## Given exercise
Put every line of the material below into a numbered list, one line per item, and leave out any blank lines.
>> start Supplied material
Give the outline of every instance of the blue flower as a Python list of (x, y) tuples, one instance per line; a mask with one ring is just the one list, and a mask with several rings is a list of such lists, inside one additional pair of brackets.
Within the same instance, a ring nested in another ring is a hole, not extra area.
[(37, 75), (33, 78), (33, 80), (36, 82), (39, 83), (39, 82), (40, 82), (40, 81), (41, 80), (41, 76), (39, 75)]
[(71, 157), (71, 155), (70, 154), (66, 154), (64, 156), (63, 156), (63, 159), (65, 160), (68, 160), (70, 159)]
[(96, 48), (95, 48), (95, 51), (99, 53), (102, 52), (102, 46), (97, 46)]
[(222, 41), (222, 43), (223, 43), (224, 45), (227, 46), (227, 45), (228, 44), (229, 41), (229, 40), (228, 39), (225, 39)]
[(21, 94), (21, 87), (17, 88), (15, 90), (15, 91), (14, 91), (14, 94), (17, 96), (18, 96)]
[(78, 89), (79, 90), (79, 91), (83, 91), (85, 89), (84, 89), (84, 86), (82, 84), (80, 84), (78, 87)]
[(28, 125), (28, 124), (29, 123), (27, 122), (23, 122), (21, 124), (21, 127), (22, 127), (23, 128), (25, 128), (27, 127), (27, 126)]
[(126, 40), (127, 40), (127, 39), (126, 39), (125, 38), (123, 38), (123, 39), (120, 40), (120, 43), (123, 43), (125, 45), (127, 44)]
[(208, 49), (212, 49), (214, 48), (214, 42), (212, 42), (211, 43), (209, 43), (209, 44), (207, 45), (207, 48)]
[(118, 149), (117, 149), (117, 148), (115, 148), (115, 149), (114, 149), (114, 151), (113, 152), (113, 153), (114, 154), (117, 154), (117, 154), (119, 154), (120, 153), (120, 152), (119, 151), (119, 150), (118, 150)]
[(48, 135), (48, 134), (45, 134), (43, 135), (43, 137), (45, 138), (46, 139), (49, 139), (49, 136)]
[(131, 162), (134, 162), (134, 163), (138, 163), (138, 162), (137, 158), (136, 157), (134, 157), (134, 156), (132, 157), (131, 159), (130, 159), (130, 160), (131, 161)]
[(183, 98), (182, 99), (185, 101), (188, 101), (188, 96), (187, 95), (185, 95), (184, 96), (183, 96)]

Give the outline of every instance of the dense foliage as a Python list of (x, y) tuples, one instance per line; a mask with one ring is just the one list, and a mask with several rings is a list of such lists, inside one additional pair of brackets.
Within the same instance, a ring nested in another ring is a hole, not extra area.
>> end Supplied material
## Response for this exercise
1. Give the outline of every instance of the blue flower as a Python list of (x, y) tuples, one instance per line; a mask with one ring is just the one list, and a mask with several rings is a list of such lists, inside one additional pair of brackets.
2. Within the same instance, a ring nested in another ring is a hole, not extra area.
3. [(37, 75), (33, 78), (33, 80), (36, 82), (39, 83), (39, 82), (40, 82), (40, 81), (41, 80), (41, 76), (39, 75)]
4. [(71, 157), (71, 155), (70, 154), (66, 154), (64, 156), (63, 156), (63, 159), (65, 160), (68, 160), (70, 159)]
5. [(96, 48), (95, 48), (95, 51), (99, 53), (102, 52), (102, 46), (97, 46)]
6. [(222, 41), (222, 43), (223, 43), (224, 45), (227, 46), (227, 45), (228, 44), (229, 41), (229, 40), (228, 39), (225, 39)]
7. [(21, 94), (21, 87), (17, 88), (15, 90), (15, 91), (14, 91), (14, 94), (17, 96), (18, 96)]
8. [(78, 89), (79, 90), (79, 91), (83, 91), (85, 89), (84, 89), (84, 86), (82, 84), (80, 84), (78, 87)]
9. [(28, 125), (28, 124), (29, 123), (27, 122), (23, 122), (21, 124), (21, 127), (22, 127), (23, 128), (25, 128), (27, 127), (27, 126)]
10. [(126, 40), (127, 40), (127, 39), (126, 39), (125, 38), (123, 38), (123, 39), (120, 40), (120, 43), (123, 43), (125, 45), (127, 44)]
11. [(208, 49), (212, 49), (214, 48), (214, 42), (212, 42), (211, 43), (209, 43), (209, 44), (207, 45), (207, 48)]
12. [(118, 149), (117, 149), (117, 148), (115, 148), (115, 149), (114, 149), (114, 151), (113, 152), (113, 153), (114, 154), (117, 154), (117, 154), (119, 154), (120, 153), (120, 152), (119, 151), (119, 150), (118, 150)]
13. [(48, 135), (48, 134), (45, 134), (43, 135), (43, 137), (45, 138), (46, 139), (49, 139), (49, 136)]
14. [(131, 162), (134, 162), (134, 163), (138, 163), (138, 162), (137, 158), (136, 157), (134, 157), (134, 156), (132, 157), (131, 159), (130, 159), (130, 160), (131, 161)]
15. [(183, 98), (182, 99), (185, 101), (188, 101), (188, 96), (187, 95), (185, 95), (184, 96), (183, 96)]
16. Give the outline of every instance of the dense foliage as a Python list of (x, y) tuples, one instance per line; a mask with one ring is just the one list, and a mask with several rings is a list of such lists, inside one additional pair of brackets.
17. Within the same instance, a ring nested in another ring is a hole, not extra area.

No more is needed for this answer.